[START Records supplied]
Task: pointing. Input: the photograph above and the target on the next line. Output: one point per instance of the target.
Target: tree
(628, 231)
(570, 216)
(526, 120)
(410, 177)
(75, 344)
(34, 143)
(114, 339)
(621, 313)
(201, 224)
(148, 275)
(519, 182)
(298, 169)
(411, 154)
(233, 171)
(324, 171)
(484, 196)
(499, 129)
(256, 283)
[END Records supplied]
Reproduce every entry above line for line, with no changes.

→ **Correct answer**:
Task: pointing. Input: the photograph above and the target on the next line. Output: one point per instance of the target.
Target: tree
(628, 231)
(570, 216)
(526, 120)
(410, 177)
(75, 344)
(34, 143)
(114, 339)
(621, 313)
(201, 224)
(148, 275)
(519, 182)
(298, 169)
(411, 154)
(233, 171)
(324, 171)
(484, 196)
(499, 129)
(256, 283)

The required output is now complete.